### Required tasks
(a) List the kinds of analyses that the excerpt below on AI and creative work says Watson conducted on each scene.
(b) In the excerpt below on AI and creative work, why do the four epistemic positions have different trade-offs when translated into design or technical knowledge?

### Selected excerpt
※ ※ ※
To evaluate how well a tool supports a task, Mackay [142] has developed three principles, focusing on the details of interaction: Is the technology discoverable, appropriable, and expressive? Discoverability refers to how well the technology guides the user to discover its functionalities – “can the user easily and quickly learn what the technology is designed to do?” – either via visual cues or progressive guidance [142]. Adaptability refers to the extent to which users are able to appropriate the technology and adapt it to accomplish things outside of what it was originally designed to do. Finally, expressivity asks about the technology: “Can it capture human variation, both intentional and unintentional? Can users control it, but also be surprised by and work with it?” [142]. These principles, when used to look at technology-supported creative work, reveal common concerns people have when interacting with digital tools.

8 Tensions and Challenges Across Positions

We have articulated four epistemic positions that characterize dominant understandings of creative work in creativity-oriented research and practice. Each position casts light on different aspects of creative work and thus has different trade-offs when translated into design or technical knowledge. In what follows, we present four provocations in response to each position, each representing a specific tension or challenge associated with the view.

8.1 Problem-solving: deletion of essential, but often invisible work

How does a systems view change what gets counted as work? What forms of work are excluded?
The problem-solving view posits that creative work can be represented in terms of models and rational steps. This view has served as the basis for the “magical” [45] rhetoric around the ability of AI systems to perform traditionally human tasks, as exemplified by IBM’s supercomputer-produced trailer for the film Morgan.
The movie trailer was made using the supercomputer Watson. To train Watson, over 100 horror film trailers were fed into its system. Watson then conducted a series of visual, sound and composition analyses on each scene in order to identify common dynamics of a trailer. Using that model, Watson processed 90 minutes of Morgan to select the scenes to include in the trailer. A human editor was subsequently brought in to assemble these scenes into the final trailer. The Wired article featuring this use of Watson emphasizes that “introducing the AI shortened the process down to only 24 hours when it typically takes around 10 to 30 days to complete a trailer” [2]. However, what exactly is lost in this account of creative work? Does this narrative represent an ideal depiction of future creative partnerships between humans and AI?
In Art Worlds [16], Becker discusses artistic production as relying on a network of support staff, in addition to the artist. From this collaborative view, the richness of knowledge emerges from close interactions with other individuals and the environment. In the AI-generated trailer example, the original model of collaboration based on communication, cooperation, and negotiation among staff members is replaced by a model of curation by a single film editor. Creative work here is no longer about navigating a complex web of social dynamics – it now consists of tweaking parameter values, selecting scenes and stitching them together. This perpetuates seeing the “support staff” as merely a resource (rather than central to the creative process), whose work can be replaced.
※ ※ ※
### Source excerpt

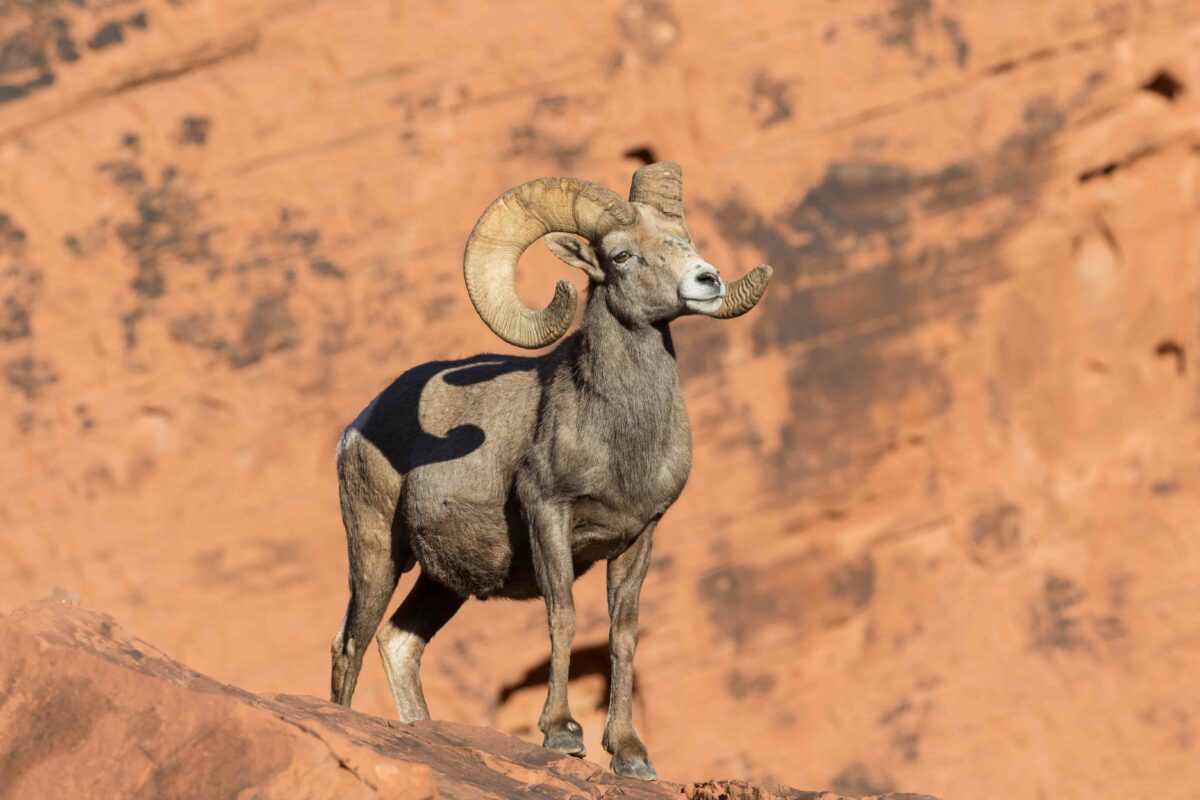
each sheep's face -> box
[546,203,726,323]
※ ※ ※
### Expected outputs
(a)
Visual analyses
Sound analyses
Composition analyses

(b) Each position casts light on different aspects of creative work. This is why each one has different trade-offs when it is translated into design or technical knowledge.